**Your assignment**
Only one range belongs in the answer: the line holding "Could you please identify the sandy" through the last line of the records, reproduced as is.

**Data under study**
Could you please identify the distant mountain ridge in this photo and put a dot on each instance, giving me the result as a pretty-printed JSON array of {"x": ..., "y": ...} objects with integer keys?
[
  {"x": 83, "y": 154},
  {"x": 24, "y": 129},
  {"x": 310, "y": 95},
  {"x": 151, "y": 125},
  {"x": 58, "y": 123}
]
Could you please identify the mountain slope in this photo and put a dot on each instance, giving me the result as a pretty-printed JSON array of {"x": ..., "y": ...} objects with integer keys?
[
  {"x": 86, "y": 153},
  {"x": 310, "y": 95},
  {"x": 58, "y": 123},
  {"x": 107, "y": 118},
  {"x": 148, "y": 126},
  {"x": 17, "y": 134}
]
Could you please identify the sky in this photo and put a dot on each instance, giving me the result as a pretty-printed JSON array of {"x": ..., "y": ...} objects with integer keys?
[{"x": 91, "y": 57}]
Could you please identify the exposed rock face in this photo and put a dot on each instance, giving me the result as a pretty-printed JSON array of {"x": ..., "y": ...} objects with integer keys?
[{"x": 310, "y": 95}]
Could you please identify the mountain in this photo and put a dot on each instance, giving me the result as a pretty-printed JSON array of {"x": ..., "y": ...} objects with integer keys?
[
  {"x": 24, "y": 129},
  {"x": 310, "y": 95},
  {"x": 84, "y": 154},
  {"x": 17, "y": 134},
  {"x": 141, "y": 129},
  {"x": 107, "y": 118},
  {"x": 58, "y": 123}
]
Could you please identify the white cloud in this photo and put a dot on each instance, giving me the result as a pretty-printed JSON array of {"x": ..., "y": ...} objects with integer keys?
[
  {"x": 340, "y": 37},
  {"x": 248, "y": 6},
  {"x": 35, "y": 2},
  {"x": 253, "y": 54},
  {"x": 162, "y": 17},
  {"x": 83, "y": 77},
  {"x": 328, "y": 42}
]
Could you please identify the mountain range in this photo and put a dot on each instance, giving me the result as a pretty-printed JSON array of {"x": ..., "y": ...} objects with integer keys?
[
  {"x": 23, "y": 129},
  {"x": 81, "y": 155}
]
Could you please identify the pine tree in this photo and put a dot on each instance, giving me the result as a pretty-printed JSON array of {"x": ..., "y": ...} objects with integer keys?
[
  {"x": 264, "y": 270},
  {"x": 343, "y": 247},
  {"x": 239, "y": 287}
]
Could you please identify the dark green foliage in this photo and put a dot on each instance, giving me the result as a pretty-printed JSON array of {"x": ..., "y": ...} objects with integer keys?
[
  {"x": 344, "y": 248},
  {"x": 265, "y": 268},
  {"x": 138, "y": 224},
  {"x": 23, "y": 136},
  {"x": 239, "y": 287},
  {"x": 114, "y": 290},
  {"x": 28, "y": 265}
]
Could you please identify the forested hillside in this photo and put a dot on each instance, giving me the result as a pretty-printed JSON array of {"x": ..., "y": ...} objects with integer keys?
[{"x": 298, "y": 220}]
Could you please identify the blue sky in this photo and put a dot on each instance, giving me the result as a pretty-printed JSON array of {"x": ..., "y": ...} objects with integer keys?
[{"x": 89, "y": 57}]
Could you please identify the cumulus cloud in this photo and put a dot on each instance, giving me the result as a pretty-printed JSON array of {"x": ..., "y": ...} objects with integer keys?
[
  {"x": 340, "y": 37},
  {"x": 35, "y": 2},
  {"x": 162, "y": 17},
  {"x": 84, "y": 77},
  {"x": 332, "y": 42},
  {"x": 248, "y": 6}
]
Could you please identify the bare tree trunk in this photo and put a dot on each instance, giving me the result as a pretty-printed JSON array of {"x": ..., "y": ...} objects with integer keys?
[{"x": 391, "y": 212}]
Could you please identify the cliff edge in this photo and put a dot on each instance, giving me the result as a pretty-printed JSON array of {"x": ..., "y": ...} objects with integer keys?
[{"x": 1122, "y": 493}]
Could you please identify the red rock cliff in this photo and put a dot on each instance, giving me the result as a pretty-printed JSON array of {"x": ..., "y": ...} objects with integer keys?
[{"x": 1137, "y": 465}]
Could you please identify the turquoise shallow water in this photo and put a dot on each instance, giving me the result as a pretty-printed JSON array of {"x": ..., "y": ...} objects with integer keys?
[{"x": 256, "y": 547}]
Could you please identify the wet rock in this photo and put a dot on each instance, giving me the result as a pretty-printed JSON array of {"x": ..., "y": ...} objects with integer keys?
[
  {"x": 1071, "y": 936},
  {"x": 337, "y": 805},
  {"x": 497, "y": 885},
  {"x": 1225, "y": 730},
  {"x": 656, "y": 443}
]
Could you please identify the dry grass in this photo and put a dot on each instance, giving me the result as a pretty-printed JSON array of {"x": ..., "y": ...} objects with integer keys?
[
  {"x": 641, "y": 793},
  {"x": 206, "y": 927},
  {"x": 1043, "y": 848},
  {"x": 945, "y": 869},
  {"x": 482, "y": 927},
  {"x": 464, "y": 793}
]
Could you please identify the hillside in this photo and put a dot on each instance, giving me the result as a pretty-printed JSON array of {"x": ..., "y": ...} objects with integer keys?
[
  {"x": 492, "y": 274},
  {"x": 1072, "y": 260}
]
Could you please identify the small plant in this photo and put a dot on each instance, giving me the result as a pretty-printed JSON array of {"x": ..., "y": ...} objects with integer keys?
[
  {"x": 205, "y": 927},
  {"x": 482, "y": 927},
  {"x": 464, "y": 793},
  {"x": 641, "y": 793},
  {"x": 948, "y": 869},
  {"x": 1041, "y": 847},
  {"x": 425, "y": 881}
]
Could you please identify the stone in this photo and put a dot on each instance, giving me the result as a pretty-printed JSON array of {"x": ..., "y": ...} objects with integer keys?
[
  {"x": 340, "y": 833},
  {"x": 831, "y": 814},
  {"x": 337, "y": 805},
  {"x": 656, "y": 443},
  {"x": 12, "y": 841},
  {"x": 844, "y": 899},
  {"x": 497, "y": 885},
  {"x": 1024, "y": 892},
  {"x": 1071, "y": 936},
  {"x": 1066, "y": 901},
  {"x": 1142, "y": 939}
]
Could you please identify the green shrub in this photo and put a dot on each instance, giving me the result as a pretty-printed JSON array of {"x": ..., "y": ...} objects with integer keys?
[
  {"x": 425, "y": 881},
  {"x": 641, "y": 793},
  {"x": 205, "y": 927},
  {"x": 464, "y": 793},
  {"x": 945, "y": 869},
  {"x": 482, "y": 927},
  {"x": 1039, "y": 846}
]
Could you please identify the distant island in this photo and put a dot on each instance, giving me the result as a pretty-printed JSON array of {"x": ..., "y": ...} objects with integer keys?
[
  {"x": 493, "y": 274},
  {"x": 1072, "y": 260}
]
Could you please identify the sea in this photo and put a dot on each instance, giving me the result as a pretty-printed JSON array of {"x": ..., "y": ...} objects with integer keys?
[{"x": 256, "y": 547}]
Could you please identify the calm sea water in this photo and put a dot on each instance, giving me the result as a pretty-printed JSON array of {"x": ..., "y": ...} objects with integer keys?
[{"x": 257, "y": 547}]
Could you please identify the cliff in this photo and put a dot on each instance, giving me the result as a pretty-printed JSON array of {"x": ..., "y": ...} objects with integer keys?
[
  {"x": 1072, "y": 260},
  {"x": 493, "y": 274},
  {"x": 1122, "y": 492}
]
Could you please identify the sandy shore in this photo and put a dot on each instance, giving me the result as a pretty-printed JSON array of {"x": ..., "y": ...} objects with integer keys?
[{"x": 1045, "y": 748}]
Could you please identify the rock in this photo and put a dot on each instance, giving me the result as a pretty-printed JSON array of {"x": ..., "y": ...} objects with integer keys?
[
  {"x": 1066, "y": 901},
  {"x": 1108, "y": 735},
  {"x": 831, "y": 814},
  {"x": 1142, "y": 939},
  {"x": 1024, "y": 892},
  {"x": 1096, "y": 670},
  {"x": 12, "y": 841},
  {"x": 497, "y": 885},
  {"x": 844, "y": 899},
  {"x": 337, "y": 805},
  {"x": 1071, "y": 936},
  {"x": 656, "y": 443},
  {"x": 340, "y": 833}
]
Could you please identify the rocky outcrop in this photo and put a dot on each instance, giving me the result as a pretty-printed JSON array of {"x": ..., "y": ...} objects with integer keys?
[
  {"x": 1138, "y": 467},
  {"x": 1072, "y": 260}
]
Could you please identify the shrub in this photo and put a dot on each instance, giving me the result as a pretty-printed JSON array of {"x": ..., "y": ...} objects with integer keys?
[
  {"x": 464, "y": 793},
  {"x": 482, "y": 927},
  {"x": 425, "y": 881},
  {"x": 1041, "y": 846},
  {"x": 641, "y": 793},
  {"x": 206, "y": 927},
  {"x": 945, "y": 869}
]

**Solution to this problem**
Could you please identify the sandy shore in this photo and put a dot on each instance, giving me the result as a pretty-printed JSON array of {"x": ..., "y": ...} objects with integer keys?
[{"x": 1045, "y": 748}]
Could you please identify the rock in this photo and put a dot on each instance, giving me the result as a pretty-printed JSON array of {"x": ..., "y": ...} objects with integer keys?
[
  {"x": 1066, "y": 901},
  {"x": 1108, "y": 735},
  {"x": 831, "y": 814},
  {"x": 1142, "y": 939},
  {"x": 1024, "y": 892},
  {"x": 1096, "y": 670},
  {"x": 12, "y": 841},
  {"x": 497, "y": 885},
  {"x": 844, "y": 899},
  {"x": 337, "y": 805},
  {"x": 1071, "y": 936},
  {"x": 656, "y": 443},
  {"x": 340, "y": 833}
]
Could you please identify the rocky outcrop in this photo and put a dot on each instance, giving me the result as a pretty-printed JSON array of {"x": ..., "y": ...} objects with integer keys?
[
  {"x": 1138, "y": 467},
  {"x": 1072, "y": 260}
]
Could you please identify the shrub in this photo and put a dot on each instance, giving me the result as a pretty-printed JSON array of {"x": ..., "y": ...} objects with integer keys?
[
  {"x": 464, "y": 793},
  {"x": 482, "y": 927},
  {"x": 425, "y": 881},
  {"x": 1041, "y": 846},
  {"x": 641, "y": 793},
  {"x": 206, "y": 927},
  {"x": 945, "y": 869}
]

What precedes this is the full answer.